Please reproduce the stretch of the post on trust in data from "Data quality is the" through "the effort moot.", word for word.

§ **Document extract**
╭──

Auteur: Alice Yu, Privacy & Civil Liberties North America Lead and 2020 Enterprise Lead of the US COVID-19 response’s HHS Protect system.

Trust in Data

In this blog post, we will explore why a high bar of data quality is imperative for every institution. We will highlight strategies to track and monitor data quality and integrity, and address how organisations can promote user trust in data. Finally, as a longstanding technology partner of governments, we will share our learnings from the COVID-19 response efforts, among others, on why the tenets of accountability and transparency are particularly crucial in crisis situations.

Why it matters

Data quality is the foundation upon which all successful data and analytics projects are built. A single bad dataset has the potential to compromise an entire data-driven initiative, triggering consumer distrust and rendering the effort moot.

Furthermore, regardless of the reason for low data quality — incorrect source data, misaligned definitions, skewed data collection, or even data preparation mistakes — decisions made on bad data can propagate quickly and insidiously throughout an organisation. Without proper data health checks in place, misinformed decisions can go unnoticed, resulting in fraught or misguided decisions that can create compounding issues. This is why data quality must be paired with robust data transparency: all users, with relevant roles and permissions, should have the full context necessary to appropriately use and trust their data.

Why it is difficult

All data is not created equal, and rarely does it come packaged in a clean, reliable form that is easy to analyse. In reality, there is no perfect data source. Sometimes, the source lacks the breadth or depth of necessary information. Other times, the source systems are antiquated, rendering the data architecture, schemas, or structure inadequate to support a new use case. Worse, sources can contain inaccurate or out-of-date data.

╰──

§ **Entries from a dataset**
╭──

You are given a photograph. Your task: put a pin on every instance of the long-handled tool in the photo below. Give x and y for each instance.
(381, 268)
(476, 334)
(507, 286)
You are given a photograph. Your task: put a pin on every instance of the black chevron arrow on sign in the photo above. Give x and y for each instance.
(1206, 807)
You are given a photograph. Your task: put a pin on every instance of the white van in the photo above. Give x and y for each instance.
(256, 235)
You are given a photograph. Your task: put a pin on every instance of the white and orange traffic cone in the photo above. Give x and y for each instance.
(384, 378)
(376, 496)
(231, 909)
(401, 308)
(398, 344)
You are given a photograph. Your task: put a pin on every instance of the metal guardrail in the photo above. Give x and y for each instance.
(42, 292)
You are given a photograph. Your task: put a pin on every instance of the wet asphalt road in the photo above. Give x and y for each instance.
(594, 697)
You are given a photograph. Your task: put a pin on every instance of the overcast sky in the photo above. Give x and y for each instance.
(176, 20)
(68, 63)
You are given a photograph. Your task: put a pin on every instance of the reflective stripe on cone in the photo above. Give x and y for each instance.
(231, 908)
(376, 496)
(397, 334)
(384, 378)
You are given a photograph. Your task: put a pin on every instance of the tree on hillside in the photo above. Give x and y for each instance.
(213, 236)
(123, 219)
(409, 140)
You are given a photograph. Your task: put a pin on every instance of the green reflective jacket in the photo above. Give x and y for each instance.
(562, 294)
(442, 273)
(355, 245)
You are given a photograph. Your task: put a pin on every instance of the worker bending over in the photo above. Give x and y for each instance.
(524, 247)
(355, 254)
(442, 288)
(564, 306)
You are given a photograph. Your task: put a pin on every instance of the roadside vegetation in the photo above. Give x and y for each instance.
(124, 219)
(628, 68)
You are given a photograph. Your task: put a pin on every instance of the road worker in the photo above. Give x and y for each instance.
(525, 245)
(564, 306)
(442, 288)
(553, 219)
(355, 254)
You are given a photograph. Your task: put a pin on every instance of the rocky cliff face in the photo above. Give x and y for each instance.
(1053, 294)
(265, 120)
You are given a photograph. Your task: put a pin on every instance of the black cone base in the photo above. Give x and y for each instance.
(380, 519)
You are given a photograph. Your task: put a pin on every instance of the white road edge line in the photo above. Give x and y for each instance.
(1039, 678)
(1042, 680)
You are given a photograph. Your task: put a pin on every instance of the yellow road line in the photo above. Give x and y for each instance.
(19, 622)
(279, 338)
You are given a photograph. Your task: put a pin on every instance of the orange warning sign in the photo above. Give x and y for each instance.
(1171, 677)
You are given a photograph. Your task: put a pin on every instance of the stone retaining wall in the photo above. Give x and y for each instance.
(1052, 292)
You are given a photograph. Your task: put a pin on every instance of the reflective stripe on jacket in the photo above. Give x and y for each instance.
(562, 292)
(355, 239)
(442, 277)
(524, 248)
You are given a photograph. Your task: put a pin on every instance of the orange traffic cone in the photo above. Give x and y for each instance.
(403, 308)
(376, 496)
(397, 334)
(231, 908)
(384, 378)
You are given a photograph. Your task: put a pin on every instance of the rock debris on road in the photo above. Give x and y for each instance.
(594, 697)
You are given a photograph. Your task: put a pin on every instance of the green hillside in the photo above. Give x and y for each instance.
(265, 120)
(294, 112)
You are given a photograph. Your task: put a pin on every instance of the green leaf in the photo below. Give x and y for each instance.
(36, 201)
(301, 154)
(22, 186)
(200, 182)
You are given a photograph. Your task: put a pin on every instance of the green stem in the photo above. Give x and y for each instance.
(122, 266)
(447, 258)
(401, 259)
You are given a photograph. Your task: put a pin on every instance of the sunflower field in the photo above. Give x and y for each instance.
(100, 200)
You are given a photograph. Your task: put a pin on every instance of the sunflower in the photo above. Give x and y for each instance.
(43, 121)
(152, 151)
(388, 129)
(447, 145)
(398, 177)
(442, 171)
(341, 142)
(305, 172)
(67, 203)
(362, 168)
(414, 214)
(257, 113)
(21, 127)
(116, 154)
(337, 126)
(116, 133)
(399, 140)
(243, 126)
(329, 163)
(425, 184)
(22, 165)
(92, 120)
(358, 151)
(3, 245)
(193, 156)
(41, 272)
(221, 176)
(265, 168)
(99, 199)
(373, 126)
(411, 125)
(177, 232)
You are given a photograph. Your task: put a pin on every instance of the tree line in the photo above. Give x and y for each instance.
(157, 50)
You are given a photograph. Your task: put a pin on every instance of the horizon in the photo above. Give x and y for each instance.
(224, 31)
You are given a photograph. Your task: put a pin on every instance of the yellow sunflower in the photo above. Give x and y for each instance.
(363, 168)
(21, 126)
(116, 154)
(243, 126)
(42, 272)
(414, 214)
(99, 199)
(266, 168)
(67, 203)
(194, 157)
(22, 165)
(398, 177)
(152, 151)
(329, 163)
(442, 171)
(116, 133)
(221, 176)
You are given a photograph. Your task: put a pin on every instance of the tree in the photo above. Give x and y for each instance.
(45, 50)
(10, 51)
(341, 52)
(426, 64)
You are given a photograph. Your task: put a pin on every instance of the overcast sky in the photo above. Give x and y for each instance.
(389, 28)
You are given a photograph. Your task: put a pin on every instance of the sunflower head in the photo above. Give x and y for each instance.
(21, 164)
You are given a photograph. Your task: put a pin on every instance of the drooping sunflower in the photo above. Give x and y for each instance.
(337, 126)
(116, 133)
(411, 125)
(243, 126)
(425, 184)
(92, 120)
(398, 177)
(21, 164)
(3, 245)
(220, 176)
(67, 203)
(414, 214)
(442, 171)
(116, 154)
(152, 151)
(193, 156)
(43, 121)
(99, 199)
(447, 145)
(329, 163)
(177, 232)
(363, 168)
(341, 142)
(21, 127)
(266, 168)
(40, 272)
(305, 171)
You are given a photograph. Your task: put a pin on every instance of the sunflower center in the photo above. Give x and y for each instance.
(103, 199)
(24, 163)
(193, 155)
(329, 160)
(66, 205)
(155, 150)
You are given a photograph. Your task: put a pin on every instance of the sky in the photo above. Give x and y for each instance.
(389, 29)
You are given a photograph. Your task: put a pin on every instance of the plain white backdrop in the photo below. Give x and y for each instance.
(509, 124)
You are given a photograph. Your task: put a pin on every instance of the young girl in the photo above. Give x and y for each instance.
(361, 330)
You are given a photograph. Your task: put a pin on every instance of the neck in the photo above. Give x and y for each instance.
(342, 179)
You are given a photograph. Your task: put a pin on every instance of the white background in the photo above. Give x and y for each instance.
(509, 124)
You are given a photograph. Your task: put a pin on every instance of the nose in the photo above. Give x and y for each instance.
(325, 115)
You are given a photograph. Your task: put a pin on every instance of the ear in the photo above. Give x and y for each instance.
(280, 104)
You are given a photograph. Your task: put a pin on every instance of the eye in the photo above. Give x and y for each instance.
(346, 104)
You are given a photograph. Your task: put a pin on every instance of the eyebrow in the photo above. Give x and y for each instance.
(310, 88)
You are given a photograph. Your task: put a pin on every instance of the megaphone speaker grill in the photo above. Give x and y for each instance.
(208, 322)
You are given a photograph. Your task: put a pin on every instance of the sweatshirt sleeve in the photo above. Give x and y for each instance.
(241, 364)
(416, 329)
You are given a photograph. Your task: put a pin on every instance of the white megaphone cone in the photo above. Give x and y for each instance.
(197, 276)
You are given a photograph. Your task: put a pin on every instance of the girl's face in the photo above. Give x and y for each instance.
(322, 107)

╰──

§ **Response box**
Data quality is the foundation upon which all successful data and analytics projects are built. A single bad dataset has the potential to compromise an entire data-driven initiative, triggering consumer distrust and rendering the effort moot.